**Problems and tasks**
a – Reproduce the stretch of the passage on knowing from "14. The Ground" through "him from outside.".
b – Answer these from the passage on knowing:
(i) What example does it give of a postulate that joins two concepts?
(ii) What two kinds of dogma does it name?
(iii) Which kind of dogma does it say present-day science suffers from?
c – Carry the passage on knowing forward from its final sentence.

**Source**

--- Start ---

14. The Ground of Things and the Activity of Knowing
Kant, insofar as he directed the human being back upon himself,
achieved a great step in philosophy. The human being should seek the
grounds of certainty for his beliefs in what is given to him in his
spiritual abilities and not in truths forced upon him from outside.
Scientific conviction through oneself alone, that is the slogan of
Kantian philosophy. He therefore called it above all a critical
philosophy in contrast to a dogmatic one that receives fixed beliefs
from tradition and afterward seeks proofs for them. With this, an
antithesis of two scientific directions is given; but this antithesis
was not thought through by Kant as keenly as it could have been.
Let us look more exactly at the way a scientific postulate can arise.
A postulate joins two things: either a concept with a perception, or
two concepts. A postulate of the latter kind is, for example: there is
no effect without a cause. Now, the factual reasons for two concepts
flowing together can lie beyond what they themselves contain and
therefore beyond what alone is given me. I may then also have some
formal reasons (logical consistency, particular axioms) for arriving
at a particular combination of thoughts. But these have no influence
upon the thing itself. The postulate rests upon something that I can
never reach factually. A real insight into the thing is therefore not
possible for me; I know about it only as an outsider. Here, what the
postulate speaks of is in a world not known to me; the postulate alone
is in my world. This is the nature of dogma. There are two kinds of
dogma: the dogma of revelation and that of experience. The first kind
passes down to man in one way or another truths about things that are
withheld from his view. He has no insight into the world from which
the postulates spring. He must believe in their truth; he has no
access to their basis. The situation with the dogma of experience is
quite similar. Someone who believes he should stick to bare, pure
experience and can observe only its changes, without penetrating to
its causal forces, is also setting up postulates about a world whose
basis is inaccessible to him. Here too the truth is not attained
through insight into the inner workings of the things, but rather is
imposed by something external to the thing itself. Whereas the dogma
of revelation ruled earlier science, present-day science suffers from
the dogma of experience.

--- End ---

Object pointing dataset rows
--- Start ---

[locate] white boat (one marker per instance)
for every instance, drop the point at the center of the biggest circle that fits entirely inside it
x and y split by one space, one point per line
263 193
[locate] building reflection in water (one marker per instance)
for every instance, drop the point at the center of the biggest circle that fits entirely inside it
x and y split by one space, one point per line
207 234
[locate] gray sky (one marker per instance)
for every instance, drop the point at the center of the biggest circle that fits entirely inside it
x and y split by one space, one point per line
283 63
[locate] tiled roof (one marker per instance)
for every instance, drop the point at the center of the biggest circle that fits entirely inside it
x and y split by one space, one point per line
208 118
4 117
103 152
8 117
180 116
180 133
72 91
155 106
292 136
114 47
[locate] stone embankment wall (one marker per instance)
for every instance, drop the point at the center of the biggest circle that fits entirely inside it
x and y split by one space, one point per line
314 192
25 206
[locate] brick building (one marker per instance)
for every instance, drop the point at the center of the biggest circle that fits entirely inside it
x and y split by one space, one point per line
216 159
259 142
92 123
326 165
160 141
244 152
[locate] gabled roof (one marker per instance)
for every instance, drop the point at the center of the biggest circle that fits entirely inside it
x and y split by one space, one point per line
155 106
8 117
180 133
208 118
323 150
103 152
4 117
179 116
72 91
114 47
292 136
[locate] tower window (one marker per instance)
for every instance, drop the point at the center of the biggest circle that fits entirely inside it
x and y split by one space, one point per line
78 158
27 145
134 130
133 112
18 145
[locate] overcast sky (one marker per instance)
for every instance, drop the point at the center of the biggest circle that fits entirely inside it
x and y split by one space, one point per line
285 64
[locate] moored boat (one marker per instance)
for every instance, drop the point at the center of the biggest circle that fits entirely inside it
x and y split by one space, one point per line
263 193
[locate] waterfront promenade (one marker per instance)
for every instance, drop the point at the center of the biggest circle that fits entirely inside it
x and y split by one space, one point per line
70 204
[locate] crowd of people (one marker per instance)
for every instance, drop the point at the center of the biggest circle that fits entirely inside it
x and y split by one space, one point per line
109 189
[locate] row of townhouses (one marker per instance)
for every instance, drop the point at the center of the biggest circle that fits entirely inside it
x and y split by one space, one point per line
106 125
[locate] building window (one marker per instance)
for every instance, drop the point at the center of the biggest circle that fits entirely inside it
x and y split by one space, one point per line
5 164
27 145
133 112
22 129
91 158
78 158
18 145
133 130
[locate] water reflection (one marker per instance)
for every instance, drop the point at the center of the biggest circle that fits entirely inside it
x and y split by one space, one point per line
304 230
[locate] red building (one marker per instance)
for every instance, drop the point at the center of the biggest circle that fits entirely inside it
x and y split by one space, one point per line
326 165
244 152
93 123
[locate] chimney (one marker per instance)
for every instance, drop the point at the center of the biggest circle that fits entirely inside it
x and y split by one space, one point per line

--- End ---

**Answers in order**
a –
14. The Ground of Things and the Activity of Knowing
Kant, insofar as he directed the human being back upon himself,
achieved a great step in philosophy. The human being should seek the
grounds of certainty for his beliefs in what is given to him in his
spiritual abilities and not in truths forced upon him from outside.

b –
(i) There is no effect without a cause.
(ii) The dogma of revelation and the dogma of experience.
(iii) The dogma of experience.

c –
Our view has shown that any assumption about some ground of being that
lies outside of the idea is nonsense. The entire ground of being has
poured itself into the world and has merged with it. In thinking, the
ground of being shows itself in its most perfect form, as it is in and
for itself.
If thinking therefore makes a connection, forms a judgment, it is the
very content of the ground of the world itself, having flowed into
thinking, that is connected. In thinking, postulates are not given to
us about some ground of the world in the beyond; rather the ground of
the world, in its very substance, has flowed into thinking. We have
direct insight into the factual grounds, not merely the formal
grounds, for why a judgment takes place. The judgment does not
determine anything about something foreign to it but only about its
own content. Our view, therefore, establishes a true knowing. Our
epistemology is really critical. According to our view, not only must
nothing be allowed in, with respect to revelation, for which there are
no factual grounds within thinking; but also experience must be
recognized not only from the aspect of its manifestation, but also
within thinking, as something causative. Through our thinking we lift
ourselves from the view of reality as a product to a view of reality
as something that produces.
Thus the essential being of a thing comes to light only when the thing
is brought into relationship with the human being. For only within the
human being does there manifest for each thing its essential being.
This establishes relativism as a world view, that is, the direction in
thought that assumes we see all things in the light bestowed upon them
by human beings themselves. This view also bears the name
anthropomorphism. It has many adherents. The majority of them,
however, believe that this characteristic of our activity of knowing
takes us away from objectivity as it is in and for itself. We perceive
everything, so they believe, through the glasses of subjectivity. Our
view shows us the exact opposite of this. We must look at things
through these glasses if we want to come to their essential being. The
world is not known to us only in the way it manifests to us, but
rather it manifests as it is, although only to thinking contemplation.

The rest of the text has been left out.